### TUGAS ANDA
1. Menurut teks bacaan, berapa harga seikat serai wangi yang biasanya dijual di bulan puasa?
2. Bagaimana terjemahan bahasa Inggris dari kalimat berikut dalam teks bacaan: "Orang dulu kalau tidak menanam serai di rumah, belum lengkap jadi orang Melayu," kata Sumarni, salah satu warga pulau Singkep, Kabupaten Lingga, ketika ditemui di rumahnya yang menanam serai wangi.
3. Tuliskan ulang kata demi kata bagian teks bacaan mulai dari "Lingga, Kepri (ANTARA)" sampai dengan "menanam serai wangi.".

#### TEKS BACAAN

Lingga, Kepri (ANTARA) - Orang Melayu yang bermukim di Provinsi Kepulauan Riau khususnya di Kabupaten Lingga, serai wangi merupakan salah satu tumbuhan, yang paling banyak dicari ketika bulan Ramadhan.
Serai wangi selain dapat dimanfaatkan sebagai salah satu penyedap rasa kuah kari roti kirai, lakse dan roti canai makanan khas Melayu, serai wangi juga dapat dijadikan minyak wangi dan pelengkap adat istiadat majelis Melayu.
"Orang dulu kalau tidak menanam serai di rumah, belum lengkap jadi orang Melayu," kata Sumarni, salah satu warga pulau Singkep, Kabupaten Lingga, ketika ditemui di rumahnya yang menanam serai wangi.
Khusus di bulan puasa serai wangi paling banyak dicari di pasaran, seikat serai wangi biasanya dijual Rp2.000 sampai Rp5.000. Sumarni sendiri mengaku meski tidak menjual secara khusus di pasaran, namun tidak jarang para tetangga dan kerabatnya yang datang membeli serai wangi saat di bulan Ramadhan.
Bagi masyarakat Melayu manfaat serai wangi selain sebagai bumbu utama kuah kari roti kirai, atau roti canai, serai wangi juga menjadi bahan pokok khusus dalam membuat bunga rampai yang dipadu dengan aroma pandan wangi, dan beberapa campuran bunga lainnya.

########
#### DATA TERSEDIA

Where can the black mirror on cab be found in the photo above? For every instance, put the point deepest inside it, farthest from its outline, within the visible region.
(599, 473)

########

### HASIL LATIHAN
1. Rp2.000 sampai Rp5.000.

2. "In the old days, if you didn't grow lemongrass at home, you weren't yet a complete Malay," said Sumarni, a resident of Singkep Island, Lingga Regency, when met at home, where citronella is grown.

3.
Lingga, Kepri (ANTARA) - Orang Melayu yang bermukim di Provinsi Kepulauan Riau khususnya di Kabupaten Lingga, serai wangi merupakan salah satu tumbuhan, yang paling banyak dicari ketika bulan Ramadhan.
Serai wangi selain dapat dimanfaatkan sebagai salah satu penyedap rasa kuah kari roti kirai, lakse dan roti canai makanan khas Melayu, serai wangi juga dapat dijadikan minyak wangi dan pelengkap adat istiadat majelis Melayu.
"Orang dulu kalau tidak menanam serai di rumah, belum lengkap jadi orang Melayu," kata Sumarni, salah satu warga pulau Singkep, Kabupaten Lingga, ketika ditemui di rumahnya yang menanam serai wangi.